▶ **Source extract**
━━━━━━━━━━━━━━━━

Early COVID and Flu Testing Can Benefit You

Early COVID and Flu Testing Can Benefit You


With the ability to take PCR or antigen tests, many reasons exist to do so sooner than later.

September 29, 2022

One of the toughest questions to consider is which COVID test to get. This will depend on you and your situation, including a scenario like considering a test to ensure your child who doesn’t have symptoms can go to sports practice after hanging out with teammates who tested positive. 

“As new variants arise, they aren’t necessarily getting less dangerous. It’s just that more people have immunity due to vaccines, natural infections or a combination of the two. COVID has proven to be different from other viruses that become less dangerous,” said Allyson Kozak, Ph.D., MBA, NRCC, a scientific liaison at Roche Diagnostics. 

COVID-19 at-home rapid antigen tests are convenient and empower you to get quick results.


If there’s no room for doubt, other options exist. Have a professional clinician administer your rapid tests. Or, depending on the circumstances, ask for PCR rather than an antigen test.

Another situation you could face involves anyone with symptoms of cold, flu or COVID. They may need antiviral medications early to fight infection.

“A PCR test can be especially valuable at the beginning of an infection,” said Jamie Deeter, M.S., Ph.D., a scientific partner at Roche Diagnostic.

That’s because PCR tests can find evidence of disease in the earliest stages of infection when there’s only a small amount of virus in your body. Other tests may miss those early signs of disease. The same is true for PCR tests for the flu and other types of viruses. 


A Benefit of Testing Early


If you think you might have the flu or COVID, testing early can help you determine – and receive – the best course of treatment, including antiviral medications during the window when they can be most effective.

With antiviral medications, timing matters. “All antivirals work best within a few days of symptom onset,” Deeter said. “For COVID-19, the medication can be used within five days of symptom onset, though the majority of data lends itself to three days. While for the flu, antivirals work best within a 48-hour window.” 

What do those time frames have to do with testing? You have to move quickly if you want antivirals to work. You’ll need a prescription for antivirals – and, most likely, a visit to the doctor – whether you’re treating COVID-19 or flu. And to qualify for a prescription, you’ll need test results. 

“Since time is of the essence, if you’ve been exposed to a known positive, it might make the most sense to get a PCR test right away,” Deeter said. “You’d get accurate results faster than if you waited until symptoms began and then at-home testing.”


Which test is best:

Rapid antigen and PCR tests for COVID-19 and flu

Download Which Test is Best for You Chart

  Rapid Antigen PCR
Can I take it at home? Yes No, ask for it at your doctor's office, pharmacy or testing site
. When is it most accurate? When you have symptoms As early as before you have symptoms, and through symptoms
When is it least accurate? When you don't have symptoms Later in an infection (Because it detects small amounts of virus, you could keep testing positive for up to 90 days.)

━━━━━━━━━━━━━━━━

▶ **Information provided**
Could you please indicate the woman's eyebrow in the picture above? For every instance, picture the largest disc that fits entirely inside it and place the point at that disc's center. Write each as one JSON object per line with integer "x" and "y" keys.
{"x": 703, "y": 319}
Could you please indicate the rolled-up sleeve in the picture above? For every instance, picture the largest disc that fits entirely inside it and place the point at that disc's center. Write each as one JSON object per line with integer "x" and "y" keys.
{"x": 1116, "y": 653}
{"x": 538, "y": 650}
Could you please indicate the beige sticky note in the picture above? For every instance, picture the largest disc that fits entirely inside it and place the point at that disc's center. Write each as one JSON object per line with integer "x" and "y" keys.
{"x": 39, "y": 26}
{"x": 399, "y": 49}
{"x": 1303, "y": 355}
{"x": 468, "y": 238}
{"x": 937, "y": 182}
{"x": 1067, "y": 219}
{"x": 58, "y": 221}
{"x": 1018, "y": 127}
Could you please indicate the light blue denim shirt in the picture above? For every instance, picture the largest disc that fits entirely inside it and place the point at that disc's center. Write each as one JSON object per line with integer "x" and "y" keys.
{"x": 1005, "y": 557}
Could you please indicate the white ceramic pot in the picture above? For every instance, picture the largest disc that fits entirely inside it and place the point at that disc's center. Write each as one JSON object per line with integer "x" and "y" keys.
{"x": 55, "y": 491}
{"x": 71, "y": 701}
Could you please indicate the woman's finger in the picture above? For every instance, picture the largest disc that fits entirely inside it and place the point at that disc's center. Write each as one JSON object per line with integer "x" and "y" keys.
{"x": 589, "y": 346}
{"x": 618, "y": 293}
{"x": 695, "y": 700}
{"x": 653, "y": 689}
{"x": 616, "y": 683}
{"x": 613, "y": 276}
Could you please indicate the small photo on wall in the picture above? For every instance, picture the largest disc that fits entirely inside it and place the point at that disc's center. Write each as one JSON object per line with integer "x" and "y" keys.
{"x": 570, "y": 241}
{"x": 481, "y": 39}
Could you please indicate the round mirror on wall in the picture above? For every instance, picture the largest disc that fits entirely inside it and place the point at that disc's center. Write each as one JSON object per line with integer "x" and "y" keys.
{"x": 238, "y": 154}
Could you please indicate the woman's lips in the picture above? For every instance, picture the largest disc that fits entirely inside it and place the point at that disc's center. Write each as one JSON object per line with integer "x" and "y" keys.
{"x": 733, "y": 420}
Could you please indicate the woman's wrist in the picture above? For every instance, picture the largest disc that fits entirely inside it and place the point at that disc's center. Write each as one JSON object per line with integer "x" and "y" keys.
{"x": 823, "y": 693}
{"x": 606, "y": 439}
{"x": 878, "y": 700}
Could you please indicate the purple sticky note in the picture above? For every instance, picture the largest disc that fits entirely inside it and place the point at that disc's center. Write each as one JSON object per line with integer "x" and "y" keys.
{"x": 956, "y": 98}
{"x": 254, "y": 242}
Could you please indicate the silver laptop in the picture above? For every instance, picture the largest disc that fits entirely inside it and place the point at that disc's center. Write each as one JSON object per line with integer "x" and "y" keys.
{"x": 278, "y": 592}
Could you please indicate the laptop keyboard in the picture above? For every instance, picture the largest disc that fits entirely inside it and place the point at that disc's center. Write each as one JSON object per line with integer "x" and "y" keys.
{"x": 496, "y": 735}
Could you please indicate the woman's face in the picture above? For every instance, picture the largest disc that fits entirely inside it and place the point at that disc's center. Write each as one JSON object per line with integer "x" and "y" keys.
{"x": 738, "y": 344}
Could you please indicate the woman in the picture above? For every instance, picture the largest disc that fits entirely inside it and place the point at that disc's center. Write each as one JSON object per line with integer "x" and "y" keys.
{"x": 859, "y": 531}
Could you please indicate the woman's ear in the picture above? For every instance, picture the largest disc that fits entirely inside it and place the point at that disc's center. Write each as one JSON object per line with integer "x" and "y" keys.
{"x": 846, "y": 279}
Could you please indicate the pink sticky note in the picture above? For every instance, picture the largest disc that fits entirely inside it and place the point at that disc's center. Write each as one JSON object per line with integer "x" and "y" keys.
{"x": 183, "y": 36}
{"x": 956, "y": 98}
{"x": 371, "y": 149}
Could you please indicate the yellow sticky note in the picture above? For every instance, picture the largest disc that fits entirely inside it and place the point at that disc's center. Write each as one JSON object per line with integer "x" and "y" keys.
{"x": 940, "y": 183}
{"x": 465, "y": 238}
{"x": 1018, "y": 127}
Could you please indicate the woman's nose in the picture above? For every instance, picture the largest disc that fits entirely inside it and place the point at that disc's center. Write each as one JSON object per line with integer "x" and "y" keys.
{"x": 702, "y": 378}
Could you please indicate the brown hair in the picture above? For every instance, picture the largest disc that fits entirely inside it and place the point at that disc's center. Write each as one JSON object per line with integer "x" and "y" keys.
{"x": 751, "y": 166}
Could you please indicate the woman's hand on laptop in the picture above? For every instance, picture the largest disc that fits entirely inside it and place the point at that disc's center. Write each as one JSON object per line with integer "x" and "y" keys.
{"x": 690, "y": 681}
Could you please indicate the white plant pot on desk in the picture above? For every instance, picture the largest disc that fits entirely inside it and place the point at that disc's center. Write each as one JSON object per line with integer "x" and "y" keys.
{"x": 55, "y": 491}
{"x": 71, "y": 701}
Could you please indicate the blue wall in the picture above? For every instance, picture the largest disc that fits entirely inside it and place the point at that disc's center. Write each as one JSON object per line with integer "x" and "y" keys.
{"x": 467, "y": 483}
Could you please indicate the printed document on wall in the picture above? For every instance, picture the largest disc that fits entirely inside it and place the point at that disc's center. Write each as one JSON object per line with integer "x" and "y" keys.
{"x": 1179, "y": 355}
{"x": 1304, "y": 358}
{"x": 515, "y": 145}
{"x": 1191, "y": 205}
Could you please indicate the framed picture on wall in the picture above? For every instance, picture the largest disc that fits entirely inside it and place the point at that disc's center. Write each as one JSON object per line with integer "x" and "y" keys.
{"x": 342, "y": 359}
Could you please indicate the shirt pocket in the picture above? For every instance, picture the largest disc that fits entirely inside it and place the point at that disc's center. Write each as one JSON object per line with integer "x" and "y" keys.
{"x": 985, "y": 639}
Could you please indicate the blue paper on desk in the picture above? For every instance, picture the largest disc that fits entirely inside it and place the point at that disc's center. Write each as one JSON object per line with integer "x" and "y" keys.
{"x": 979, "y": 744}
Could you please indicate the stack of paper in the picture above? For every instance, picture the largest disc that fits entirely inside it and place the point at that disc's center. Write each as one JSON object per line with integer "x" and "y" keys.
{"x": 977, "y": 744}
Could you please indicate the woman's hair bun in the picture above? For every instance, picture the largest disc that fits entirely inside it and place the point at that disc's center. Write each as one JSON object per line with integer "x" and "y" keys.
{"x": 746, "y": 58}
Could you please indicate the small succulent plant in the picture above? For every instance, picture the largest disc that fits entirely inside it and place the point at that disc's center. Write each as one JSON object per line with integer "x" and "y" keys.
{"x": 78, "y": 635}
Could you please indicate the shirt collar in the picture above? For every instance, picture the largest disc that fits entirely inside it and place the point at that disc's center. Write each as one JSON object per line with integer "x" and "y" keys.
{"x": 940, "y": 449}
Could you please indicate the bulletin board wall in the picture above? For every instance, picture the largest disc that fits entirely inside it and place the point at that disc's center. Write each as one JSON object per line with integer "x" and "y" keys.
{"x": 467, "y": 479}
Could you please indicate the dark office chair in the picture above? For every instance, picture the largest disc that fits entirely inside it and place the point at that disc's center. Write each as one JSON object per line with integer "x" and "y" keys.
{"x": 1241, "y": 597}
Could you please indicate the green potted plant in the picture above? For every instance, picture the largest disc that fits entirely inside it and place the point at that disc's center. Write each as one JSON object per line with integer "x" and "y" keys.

━━━━━━━━━━━━━━━━

▶ **Exercise requirements**
1. Print the passage of the COVID and flu testing article starting with "A Benefit of" and going on through "need test results.".
2. According to the COVID and flu testing article, within what time window do antivirals for the flu work best?
The records were taken from a separate source and are unrelated to the text.

▶ **Solutions to the tasks**
1.
A Benefit of Testing Early


If you think you might have the flu or COVID, testing early can help you determine – and receive – the best course of treatment, including antiviral medications during the window when they can be most effective.

With antiviral medications, timing matters. “All antivirals work best within a few days of symptom onset,” Deeter said. “For COVID-19, the medication can be used within five days of symptom onset, though the majority of data lends itself to three days. While for the flu, antivirals work best within a 48-hour window.” 

What do those time frames have to do with testing? You have to move quickly if you want antivirals to work. You’ll need a prescription for antivirals – and, most likely, a visit to the doctor – whether you’re treating COVID-19 or flu. And to qualify for a prescription, you’ll need test results.

2. Within a 48-hour window.